- [WHAT TO DO] Rewrite the whole material below as a Markdown table with two columns, Row and Line. Number each row and put one line of the material in each, leaving out blank lines.

Records from a data collection
— begin —

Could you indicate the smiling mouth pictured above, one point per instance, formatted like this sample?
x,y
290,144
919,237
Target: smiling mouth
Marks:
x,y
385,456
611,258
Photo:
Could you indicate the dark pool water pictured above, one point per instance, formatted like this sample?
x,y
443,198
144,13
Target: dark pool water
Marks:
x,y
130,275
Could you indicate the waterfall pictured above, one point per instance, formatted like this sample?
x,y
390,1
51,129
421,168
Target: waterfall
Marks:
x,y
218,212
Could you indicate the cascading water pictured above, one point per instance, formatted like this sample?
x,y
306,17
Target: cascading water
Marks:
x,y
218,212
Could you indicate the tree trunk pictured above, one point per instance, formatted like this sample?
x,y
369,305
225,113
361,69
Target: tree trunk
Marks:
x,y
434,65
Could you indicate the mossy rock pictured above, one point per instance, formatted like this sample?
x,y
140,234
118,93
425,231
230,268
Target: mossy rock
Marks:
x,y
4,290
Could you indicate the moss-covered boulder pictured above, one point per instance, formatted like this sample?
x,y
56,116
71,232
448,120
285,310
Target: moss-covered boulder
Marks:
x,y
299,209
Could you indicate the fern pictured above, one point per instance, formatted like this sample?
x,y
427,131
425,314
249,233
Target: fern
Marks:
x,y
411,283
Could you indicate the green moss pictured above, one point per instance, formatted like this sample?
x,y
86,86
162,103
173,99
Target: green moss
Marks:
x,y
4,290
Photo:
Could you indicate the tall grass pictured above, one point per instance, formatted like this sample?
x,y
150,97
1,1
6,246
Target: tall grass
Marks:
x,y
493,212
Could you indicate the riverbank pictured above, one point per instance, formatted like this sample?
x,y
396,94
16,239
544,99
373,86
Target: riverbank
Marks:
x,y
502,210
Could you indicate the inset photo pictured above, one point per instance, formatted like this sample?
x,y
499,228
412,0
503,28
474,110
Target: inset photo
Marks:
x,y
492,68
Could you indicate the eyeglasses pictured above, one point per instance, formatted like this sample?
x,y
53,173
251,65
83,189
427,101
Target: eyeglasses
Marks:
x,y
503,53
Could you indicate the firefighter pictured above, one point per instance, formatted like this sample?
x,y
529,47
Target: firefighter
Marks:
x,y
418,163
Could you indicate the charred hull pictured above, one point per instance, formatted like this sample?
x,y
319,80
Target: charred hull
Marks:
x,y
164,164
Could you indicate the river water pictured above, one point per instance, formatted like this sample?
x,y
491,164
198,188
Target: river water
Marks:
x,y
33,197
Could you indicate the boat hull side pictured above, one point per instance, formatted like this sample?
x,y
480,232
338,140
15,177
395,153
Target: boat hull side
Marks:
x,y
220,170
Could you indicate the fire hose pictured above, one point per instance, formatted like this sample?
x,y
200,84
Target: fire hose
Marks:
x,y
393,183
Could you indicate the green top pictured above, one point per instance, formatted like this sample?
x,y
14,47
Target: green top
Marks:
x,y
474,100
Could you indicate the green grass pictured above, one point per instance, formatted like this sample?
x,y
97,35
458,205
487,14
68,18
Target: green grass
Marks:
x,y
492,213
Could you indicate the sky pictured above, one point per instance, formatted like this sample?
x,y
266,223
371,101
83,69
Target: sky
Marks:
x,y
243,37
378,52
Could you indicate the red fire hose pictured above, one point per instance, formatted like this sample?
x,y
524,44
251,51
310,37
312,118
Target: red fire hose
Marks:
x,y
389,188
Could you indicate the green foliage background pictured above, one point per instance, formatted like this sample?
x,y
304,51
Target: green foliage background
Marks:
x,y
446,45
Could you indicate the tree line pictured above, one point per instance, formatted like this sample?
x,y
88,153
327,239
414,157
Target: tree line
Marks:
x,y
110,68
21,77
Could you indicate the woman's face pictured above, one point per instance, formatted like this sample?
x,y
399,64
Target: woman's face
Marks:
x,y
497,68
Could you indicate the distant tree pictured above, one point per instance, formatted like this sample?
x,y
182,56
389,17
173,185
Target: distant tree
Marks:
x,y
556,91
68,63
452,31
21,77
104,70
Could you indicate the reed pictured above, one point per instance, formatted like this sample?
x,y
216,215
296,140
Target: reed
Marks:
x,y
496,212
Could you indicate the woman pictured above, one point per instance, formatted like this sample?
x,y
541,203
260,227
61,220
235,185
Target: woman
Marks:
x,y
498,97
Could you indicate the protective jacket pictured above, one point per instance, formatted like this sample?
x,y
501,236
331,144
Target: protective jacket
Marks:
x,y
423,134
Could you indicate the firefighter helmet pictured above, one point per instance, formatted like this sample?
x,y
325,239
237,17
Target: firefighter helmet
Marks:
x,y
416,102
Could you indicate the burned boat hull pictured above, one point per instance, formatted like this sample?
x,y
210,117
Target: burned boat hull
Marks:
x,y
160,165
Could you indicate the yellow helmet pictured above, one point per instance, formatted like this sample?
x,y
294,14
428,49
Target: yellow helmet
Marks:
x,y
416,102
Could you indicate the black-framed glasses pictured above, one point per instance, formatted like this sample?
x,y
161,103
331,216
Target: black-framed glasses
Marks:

— end —

- [RESPONSE FOR THIS EXERCISE]
| Row | Line |
|---|---|
| 1 | Could you indicate the smiling mouth pictured above, one point per instance, formatted like this sample? |
| 2 | x,y |
| 3 | 290,144 |
| 4 | 919,237 |
| 5 | Target: smiling mouth |
| 6 | Marks: |
| 7 | x,y |
| 8 | 385,456 |
| 9 | 611,258 |
| 10 | Photo: |
| 11 | Could you indicate the dark pool water pictured above, one point per instance, formatted like this sample? |
| 12 | x,y |
| 13 | 443,198 |
| 14 | 144,13 |
| 15 | Target: dark pool water |
| 16 | Marks: |
| 17 | x,y |
| 18 | 130,275 |
| 19 | Could you indicate the waterfall pictured above, one point per instance, formatted like this sample? |
| 20 | x,y |
| 21 | 390,1 |
| 22 | 51,129 |
| 23 | 421,168 |
| 24 | Target: waterfall |
| 25 | Marks: |
| 26 | x,y |
| 27 | 218,212 |
| 28 | Could you indicate the cascading water pictured above, one point per instance, formatted like this sample? |
| 29 | x,y |
| 30 | 306,17 |
| 31 | Target: cascading water |
| 32 | Marks: |
| 33 | x,y |
| 34 | 218,212 |
| 35 | Could you indicate the tree trunk pictured above, one point per instance, formatted like this sample? |
| 36 | x,y |
| 37 | 369,305 |
| 38 | 225,113 |
| 39 | 361,69 |
| 40 | Target: tree trunk |
| 41 | Marks: |
| 42 | x,y |
| 43 | 434,65 |
| 44 | Could you indicate the mossy rock pictured above, one point per instance, formatted like this sample? |
| 45 | x,y |
| 46 | 140,234 |
| 47 | 118,93 |
| 48 | 425,231 |
| 49 | 230,268 |
| 50 | Target: mossy rock |
| 51 | Marks: |
| 52 | x,y |
| 53 | 4,290 |
| 54 | Could you indicate the moss-covered boulder pictured above, one point per instance, formatted like this sample? |
| 55 | x,y |
| 56 | 56,116 |
| 57 | 71,232 |
| 58 | 448,120 |
| 59 | 285,310 |
| 60 | Target: moss-covered boulder |
| 61 | Marks: |
| 62 | x,y |
| 63 | 299,209 |
| 64 | Could you indicate the fern pictured above, one point per instance, formatted like this sample? |
| 65 | x,y |
| 66 | 427,131 |
| 67 | 425,314 |
| 68 | 249,233 |
| 69 | Target: fern |
| 70 | Marks: |
| 71 | x,y |
| 72 | 411,283 |
| 73 | Could you indicate the green moss pictured above, one point per instance, formatted like this sample? |
| 74 | x,y |
| 75 | 86,86 |
| 76 | 162,103 |
| 77 | 173,99 |
| 78 | Target: green moss |
| 79 | Marks: |
| 80 | x,y |
| 81 | 4,290 |
| 82 | Photo: |
| 83 | Could you indicate the tall grass pictured above, one point per instance, formatted like this sample? |
| 84 | x,y |
| 85 | 150,97 |
| 86 | 1,1 |
| 87 | 6,246 |
| 88 | Target: tall grass |
| 89 | Marks: |
| 90 | x,y |
| 91 | 493,212 |
| 92 | Could you indicate the riverbank pictured above, one point per instance, formatted like this sample? |
| 93 | x,y |
| 94 | 396,94 |
| 95 | 16,239 |
| 96 | 544,99 |
| 97 | 373,86 |
| 98 | Target: riverbank |
| 99 | Marks: |
| 100 | x,y |
| 101 | 502,210 |
| 102 | Could you indicate the inset photo pictured above, one point per instance, formatted like this sample? |
| 103 | x,y |
| 104 | 499,228 |
| 105 | 412,0 |
| 106 | 503,28 |
| 107 | 474,110 |
| 108 | Target: inset photo |
| 109 | Marks: |
| 110 | x,y |
| 111 | 492,68 |
| 112 | Could you indicate the eyeglasses pictured above, one point per instance, formatted like this sample? |
| 113 | x,y |
| 114 | 53,173 |
| 115 | 251,65 |
| 116 | 83,189 |
| 117 | 427,101 |
| 118 | Target: eyeglasses |
| 119 | Marks: |
| 120 | x,y |
| 121 | 503,53 |
| 122 | Could you indicate the firefighter pictured above, one point per instance, formatted like this sample? |
| 123 | x,y |
| 124 | 529,47 |
| 125 | Target: firefighter |
| 126 | Marks: |
| 127 | x,y |
| 128 | 418,163 |
| 129 | Could you indicate the charred hull pictured above, one point per instance, formatted like this sample? |
| 130 | x,y |
| 131 | 319,80 |
| 132 | Target: charred hull |
| 133 | Marks: |
| 134 | x,y |
| 135 | 164,164 |
| 136 | Could you indicate the river water pictured above, one point per instance, formatted like this sample? |
| 137 | x,y |
| 138 | 491,164 |
| 139 | 198,188 |
| 140 | Target: river water |
| 141 | Marks: |
| 142 | x,y |
| 143 | 33,197 |
| 144 | Could you indicate the boat hull side pictured above, one point per instance, formatted like this sample? |
| 145 | x,y |
| 146 | 480,232 |
| 147 | 338,140 |
| 148 | 15,177 |
| 149 | 395,153 |
| 150 | Target: boat hull side |
| 151 | Marks: |
| 152 | x,y |
| 153 | 220,170 |
| 154 | Could you indicate the fire hose pictured above, one point per instance, formatted like this sample? |
| 155 | x,y |
| 156 | 200,84 |
| 157 | Target: fire hose |
| 158 | Marks: |
| 159 | x,y |
| 160 | 393,183 |
| 161 | Could you indicate the green top pictured above, one point per instance, formatted like this sample? |
| 162 | x,y |
| 163 | 14,47 |
| 164 | Target: green top |
| 165 | Marks: |
| 166 | x,y |
| 167 | 474,100 |
| 168 | Could you indicate the green grass pictured above, one point per instance, formatted like this sample? |
| 169 | x,y |
| 170 | 97,35 |
| 171 | 458,205 |
| 172 | 487,14 |
| 173 | 68,18 |
| 174 | Target: green grass |
| 175 | Marks: |
| 176 | x,y |
| 177 | 492,213 |
| 178 | Could you indicate the sky pictured above, one point per instance, formatted like this sample? |
| 179 | x,y |
| 180 | 266,223 |
| 181 | 371,101 |
| 182 | 83,69 |
| 183 | Target: sky |
| 184 | Marks: |
| 185 | x,y |
| 186 | 243,37 |
| 187 | 378,52 |
| 188 | Could you indicate the red fire hose pictured above, one point per instance, formatted like this sample? |
| 189 | x,y |
| 190 | 524,44 |
| 191 | 251,51 |
| 192 | 310,37 |
| 193 | 312,118 |
| 194 | Target: red fire hose |
| 195 | Marks: |
| 196 | x,y |
| 197 | 389,188 |
| 198 | Could you indicate the green foliage background pictured above, one point per instance, formatted like this sample? |
| 199 | x,y |
| 200 | 304,51 |
| 201 | Target: green foliage background |
| 202 | Marks: |
| 203 | x,y |
| 204 | 446,45 |
| 205 | Could you indicate the tree line pictured above, one point per instance, formatted like this sample? |
| 206 | x,y |
| 207 | 88,153 |
| 208 | 327,239 |
| 209 | 414,157 |
| 210 | Target: tree line |
| 211 | Marks: |
| 212 | x,y |
| 213 | 110,68 |
| 214 | 21,77 |
| 215 | Could you indicate the woman's face pictured above, one point per instance, formatted like this sample? |
| 216 | x,y |
| 217 | 399,64 |
| 218 | Target: woman's face |
| 219 | Marks: |
| 220 | x,y |
| 221 | 497,68 |
| 222 | Could you indicate the distant tree pictured above, one point per instance, formatted like this sample? |
| 223 | x,y |
| 224 | 182,56 |
| 225 | 389,17 |
| 226 | 173,185 |
| 227 | Target: distant tree |
| 228 | Marks: |
| 229 | x,y |
| 230 | 556,91 |
| 231 | 68,63 |
| 232 | 452,31 |
| 233 | 21,77 |
| 234 | 104,70 |
| 235 | Could you indicate the reed pictured above, one point per instance, formatted like this sample? |
| 236 | x,y |
| 237 | 216,215 |
| 238 | 296,140 |
| 239 | Target: reed |
| 240 | Marks: |
| 241 | x,y |
| 242 | 496,212 |
| 243 | Could you indicate the woman pictured above, one point per instance, formatted like this sample? |
| 244 | x,y |
| 245 | 541,203 |
| 246 | 260,227 |
| 247 | 61,220 |
| 248 | 235,185 |
| 249 | Target: woman |
| 250 | Marks: |
| 251 | x,y |
| 252 | 498,97 |
| 253 | Could you indicate the protective jacket pictured above, one point per instance, formatted like this sample? |
| 254 | x,y |
| 255 | 501,236 |
| 256 | 331,144 |
| 257 | Target: protective jacket |
| 258 | Marks: |
| 259 | x,y |
| 260 | 423,134 |
| 261 | Could you indicate the firefighter helmet pictured above, one point per instance, formatted like this sample? |
| 262 | x,y |
| 263 | 325,239 |
| 264 | 237,17 |
| 265 | Target: firefighter helmet |
| 266 | Marks: |
| 267 | x,y |
| 268 | 416,102 |
| 269 | Could you indicate the burned boat hull pictured above, one point per instance, formatted like this sample? |
| 270 | x,y |
| 271 | 210,117 |
| 272 | Target: burned boat hull |
| 273 | Marks: |
| 274 | x,y |
| 275 | 160,165 |
| 276 | Could you indicate the yellow helmet pictured above, one point per instance, formatted like this sample? |
| 277 | x,y |
| 278 | 294,14 |
| 279 | 428,49 |
| 280 | Target: yellow helmet |
| 281 | Marks: |
| 282 | x,y |
| 283 | 416,102 |
| 284 | Could you indicate the black-framed glasses pictured above, one point per instance, formatted like this sample? |
| 285 | x,y |
| 286 | 161,103 |
| 287 | 331,216 |
| 288 | Target: black-framed glasses |
| 289 | Marks: |